- ABOUT THIS EXERCISE: Everything in the data that follows should be given again verbatim, except the images.

- EXTRACTED INFORMATION:

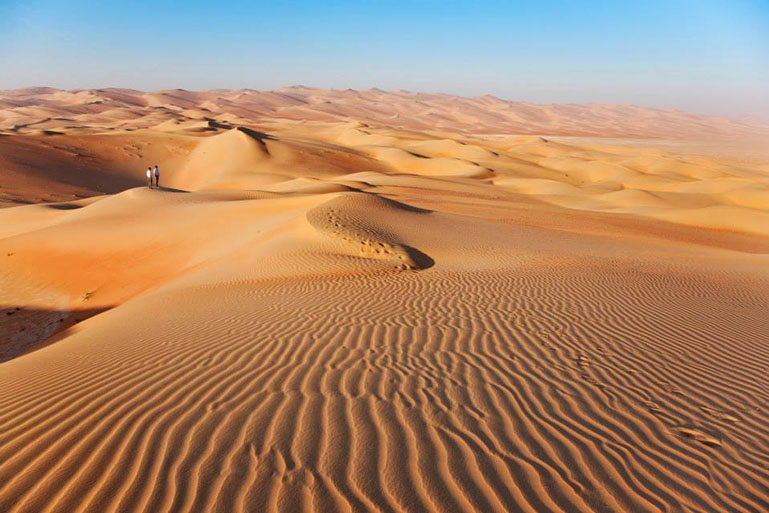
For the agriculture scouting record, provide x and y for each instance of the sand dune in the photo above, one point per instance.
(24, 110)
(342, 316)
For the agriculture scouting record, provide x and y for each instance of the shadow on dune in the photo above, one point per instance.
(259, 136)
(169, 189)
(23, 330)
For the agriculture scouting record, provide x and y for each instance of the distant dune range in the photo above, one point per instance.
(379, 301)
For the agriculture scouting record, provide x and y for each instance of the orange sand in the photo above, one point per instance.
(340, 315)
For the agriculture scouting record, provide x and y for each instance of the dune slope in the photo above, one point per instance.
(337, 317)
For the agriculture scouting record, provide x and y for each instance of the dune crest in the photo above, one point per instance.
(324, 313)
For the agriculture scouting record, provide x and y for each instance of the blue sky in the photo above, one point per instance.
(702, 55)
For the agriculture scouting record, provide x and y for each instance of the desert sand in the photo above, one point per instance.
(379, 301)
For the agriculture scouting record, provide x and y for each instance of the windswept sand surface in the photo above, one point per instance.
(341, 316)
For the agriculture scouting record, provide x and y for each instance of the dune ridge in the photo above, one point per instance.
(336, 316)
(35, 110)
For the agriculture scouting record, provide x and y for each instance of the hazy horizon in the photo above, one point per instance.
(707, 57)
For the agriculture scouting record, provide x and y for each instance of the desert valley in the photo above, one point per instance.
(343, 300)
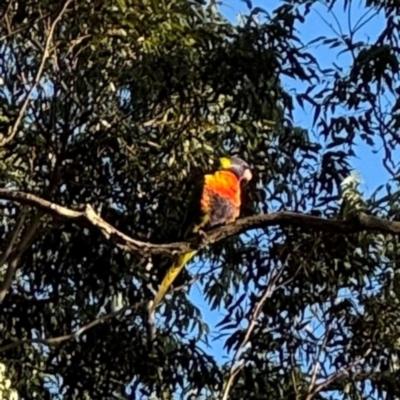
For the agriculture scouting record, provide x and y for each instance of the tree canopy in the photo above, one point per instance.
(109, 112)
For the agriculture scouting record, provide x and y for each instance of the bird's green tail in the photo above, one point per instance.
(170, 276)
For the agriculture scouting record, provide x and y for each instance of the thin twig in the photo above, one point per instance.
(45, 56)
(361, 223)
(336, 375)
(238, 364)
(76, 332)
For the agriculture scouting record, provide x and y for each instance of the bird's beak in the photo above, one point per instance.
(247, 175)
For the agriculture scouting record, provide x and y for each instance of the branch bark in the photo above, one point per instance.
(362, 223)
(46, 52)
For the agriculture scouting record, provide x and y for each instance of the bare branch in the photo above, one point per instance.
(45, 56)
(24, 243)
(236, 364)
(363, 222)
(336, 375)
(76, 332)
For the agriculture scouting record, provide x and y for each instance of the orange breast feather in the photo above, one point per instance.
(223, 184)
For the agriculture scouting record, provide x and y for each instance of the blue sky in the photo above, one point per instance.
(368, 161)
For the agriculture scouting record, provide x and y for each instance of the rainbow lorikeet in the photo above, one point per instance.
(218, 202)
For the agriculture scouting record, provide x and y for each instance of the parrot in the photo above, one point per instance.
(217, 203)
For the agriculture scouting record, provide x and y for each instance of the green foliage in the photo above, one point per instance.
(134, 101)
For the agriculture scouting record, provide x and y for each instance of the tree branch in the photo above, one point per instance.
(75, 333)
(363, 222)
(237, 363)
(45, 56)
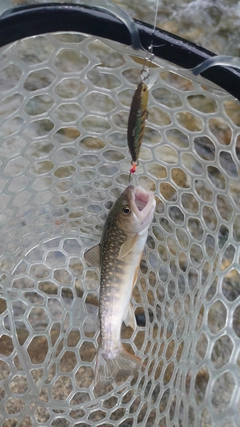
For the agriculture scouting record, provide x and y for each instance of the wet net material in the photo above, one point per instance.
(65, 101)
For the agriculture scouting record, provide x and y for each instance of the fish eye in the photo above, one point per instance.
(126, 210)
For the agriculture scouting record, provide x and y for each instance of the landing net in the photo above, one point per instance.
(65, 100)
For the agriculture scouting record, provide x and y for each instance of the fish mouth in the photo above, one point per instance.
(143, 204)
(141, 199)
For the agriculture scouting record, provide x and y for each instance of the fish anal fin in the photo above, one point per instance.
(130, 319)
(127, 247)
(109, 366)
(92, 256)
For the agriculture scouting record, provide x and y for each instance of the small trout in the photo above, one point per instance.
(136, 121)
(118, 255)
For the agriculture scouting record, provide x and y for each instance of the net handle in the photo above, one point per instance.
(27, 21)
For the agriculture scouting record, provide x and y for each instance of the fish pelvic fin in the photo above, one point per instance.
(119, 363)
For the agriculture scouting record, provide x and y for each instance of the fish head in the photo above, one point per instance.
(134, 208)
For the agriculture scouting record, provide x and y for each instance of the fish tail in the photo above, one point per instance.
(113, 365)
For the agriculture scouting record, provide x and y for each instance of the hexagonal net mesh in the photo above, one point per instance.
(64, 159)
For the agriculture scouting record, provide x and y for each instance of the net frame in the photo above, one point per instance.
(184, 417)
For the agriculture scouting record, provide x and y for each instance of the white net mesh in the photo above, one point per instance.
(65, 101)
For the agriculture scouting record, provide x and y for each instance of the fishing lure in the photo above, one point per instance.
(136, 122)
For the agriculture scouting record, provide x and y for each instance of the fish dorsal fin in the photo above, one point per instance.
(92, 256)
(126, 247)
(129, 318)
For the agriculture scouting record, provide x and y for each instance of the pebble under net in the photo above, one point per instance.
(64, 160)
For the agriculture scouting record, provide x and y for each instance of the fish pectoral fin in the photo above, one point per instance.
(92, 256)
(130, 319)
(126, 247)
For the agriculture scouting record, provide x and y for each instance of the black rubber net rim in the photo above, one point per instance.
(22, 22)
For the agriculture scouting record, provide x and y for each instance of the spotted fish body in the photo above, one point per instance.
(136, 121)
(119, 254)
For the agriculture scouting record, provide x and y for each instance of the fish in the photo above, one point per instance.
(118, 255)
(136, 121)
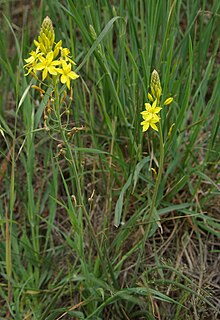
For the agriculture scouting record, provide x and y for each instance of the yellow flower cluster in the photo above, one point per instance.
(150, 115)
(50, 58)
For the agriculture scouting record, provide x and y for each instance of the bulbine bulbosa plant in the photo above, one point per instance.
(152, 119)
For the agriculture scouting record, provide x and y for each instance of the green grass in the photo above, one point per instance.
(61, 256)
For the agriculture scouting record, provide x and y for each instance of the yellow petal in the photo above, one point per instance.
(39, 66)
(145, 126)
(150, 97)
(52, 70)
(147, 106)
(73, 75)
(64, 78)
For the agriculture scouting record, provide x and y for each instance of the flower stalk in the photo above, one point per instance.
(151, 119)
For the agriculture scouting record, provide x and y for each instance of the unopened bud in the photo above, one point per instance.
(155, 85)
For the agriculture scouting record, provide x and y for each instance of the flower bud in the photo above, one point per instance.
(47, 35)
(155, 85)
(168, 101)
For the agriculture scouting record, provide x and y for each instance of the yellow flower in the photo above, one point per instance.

- SOLUTION FOR THIS TASK:
For the agriculture scouting record, provide x and y for each instance of the sand dune in the photo above, one point per instance.
(24, 110)
(342, 316)
For the agriculture scouting record, provide x and y for each instance of the shadow on dune in the photo above, one point per instance.
(259, 136)
(169, 189)
(23, 330)
For the agriculture scouting record, provide x and y for each instance of the distant dune range in the photo above, one point per instance.
(379, 301)
For the agriculture scouting record, provide x and y for each instance of the orange sand in the photo above, one point per instance.
(340, 315)
For the agriculture scouting record, provide x and y for each instance of the dune slope in the photo above, one point per instance.
(337, 317)
For the agriculture scouting record, provide x and y for each instance of the dune crest in the photo above, one point per instance.
(324, 313)
For the agriculture scouting record, provide x and y for each instance of the blue sky in the photo above, one point per instance.
(702, 55)
For the agriculture scouting record, provide x and y for each instance of the desert sand in the photo above, one point per instance.
(379, 301)
For the agriculture scouting record, provide x and y for each instance of the windswept sand surface in the photo above, one point per instance.
(341, 316)
For the agriculture scouting record, provide x and y for each instance of the dune ridge in the photo above, one point per instance.
(336, 316)
(35, 110)
For the agriculture scouting record, provide x and y for each instance of the hazy horizon in the photo above, one point per instance.
(707, 57)
For the agriculture scouting record, provide x and y for each instance of the desert valley in the photo above, one point per instance.
(343, 300)
For the agriculture scouting record, provide x and y for each instance of the tree canopy in the photo above, one point per instance.
(109, 112)
For the agriculture scouting record, provide x and y for each instance of the bird's green tail in the photo above, one point per instance.
(170, 276)
For the agriculture scouting record, provide x and y for each instance of the thin twig in the photo above, one point per instance.
(45, 56)
(361, 223)
(336, 375)
(238, 364)
(76, 332)
For the agriculture scouting record, provide x and y for each instance of the bird's beak in the photo above, one point per instance.
(247, 175)
For the agriculture scouting record, provide x and y for each instance of the branch bark in the photo above, one point per instance.
(362, 223)
(46, 52)
For the agriculture scouting record, provide x and y for each instance of the bare branch in the photo above, one point per instance.
(45, 56)
(24, 243)
(236, 364)
(363, 222)
(336, 375)
(76, 332)
For the agriculture scouting record, provide x and y for each instance of the orange breast feather in the photo above, one point per instance.
(223, 184)
For the agriculture scouting record, provide x and y for each instance of the blue sky in the photo above, one point per instance.
(368, 161)
For the agriculture scouting record, provide x and y for each instance of the rainbow lorikeet in the photo above, one point per instance.
(218, 202)
For the agriculture scouting record, provide x and y for each instance of the parrot in the photo above, one point per instance.
(217, 203)
For the agriculture scouting record, provide x and y for each instance of the green foliage in the photo above, one point per instance.
(134, 101)
For the agriculture scouting record, provide x and y for each instance of the tree branch in the photo above, one point per instance.
(75, 333)
(363, 222)
(237, 363)
(45, 56)
For the agriculture scouting record, provide x and y for each instance of the wet net material in the photo above, one point per instance.
(65, 101)
For the agriculture scouting record, provide x and y for each instance of the fish eye in the photo above, one point per instance.
(126, 210)
For the agriculture scouting record, provide x and y for each instance of the landing net in the photo above, one point per instance.
(65, 100)
For the agriculture scouting record, provide x and y for each instance of the fish mouth in the photo above, one point per instance.
(143, 204)
(141, 199)
For the agriculture scouting record, provide x and y for each instance of the fish anal fin in the photo above, one point per instance.
(130, 319)
(127, 247)
(109, 366)
(92, 256)
For the agriculture scouting record, provide x and y for each instance of the small trout in the photo above, one point per instance.
(136, 121)
(118, 255)
For the agriculture scouting record, provide x and y for each instance of the net handle in the photo above, one point per instance.
(27, 21)
For the agriculture scouting record, provide x and y for each instance of the fish pelvic fin in the photo above, one point per instance.
(119, 363)
For the agriculture scouting record, provide x and y for each instance of the fish head in the photo above, one point per instance.
(134, 208)
For the agriculture scouting record, provide x and y for each instance of the fish tail in the photo above, one point per instance.
(113, 365)
For the agriculture scouting record, provide x and y for each instance of the hexagonal net mesh in the photo above, one point per instance.
(64, 159)
For the agriculture scouting record, provide x and y for each instance of the net frame in the photo above, one point per instance.
(184, 417)
For the agriculture scouting record, provide x and y for each instance of the white net mesh in the photo above, one point per instance.
(65, 101)
For the agriculture scouting record, provide x and y for each instance of the fishing lure in the photo above, one point per instance.
(136, 122)
For the agriculture scouting record, provide x and y for each instance of the fish dorsal fin in the photo above, one point per instance.
(92, 256)
(126, 247)
(129, 318)
For the agriculture scouting record, provide x and y for each instance of the pebble under net in the photo above, one point per instance.
(64, 160)
For the agriculture scouting record, provide x and y for each instance of the fish pectoral fin in the photo above, one point per instance.
(92, 256)
(130, 319)
(126, 247)
For the agriculture scouting record, provide x and y for each instance of the black rubber net rim in the photo above, one point per instance.
(22, 22)
For the agriculture scouting record, provide x and y for each instance of the spotted fish body in the photo above, one point per instance.
(136, 121)
(119, 254)
For the agriculture scouting record, provide x and y for each instance of the fish in the photo above, one point per instance.
(118, 255)
(136, 121)
For the agriculture scouting record, provide x and y for each instance of the yellow flower cluster in the photo above, one point per instance.
(150, 115)
(50, 58)
For the agriculture scouting record, provide x and y for each instance of the bulbine bulbosa plant in the photo above, one point per instance.
(152, 119)
For the agriculture scouting record, provide x and y for each instance of the green grass in the photo above, one point per instance.
(61, 256)
For the agriculture scouting record, provide x and y for each instance of the yellow petal in the photo above, one point per instance.
(39, 66)
(145, 126)
(150, 97)
(52, 70)
(147, 106)
(73, 75)
(64, 78)
For the agriculture scouting record, provide x and y for each instance of the flower stalk in the photo above, one point per instance.
(151, 119)
For the agriculture scouting record, provide x and y for each instance of the unopened bud in the photo above, one point per instance.
(155, 85)
For the agriculture scouting record, provide x and y for each instance of the flower bud in the photo above, one point per instance.
(47, 35)
(155, 85)
(168, 101)
For the agriculture scouting record, provide x and y for each instance of the yellow flower in the photo above, one point per instance.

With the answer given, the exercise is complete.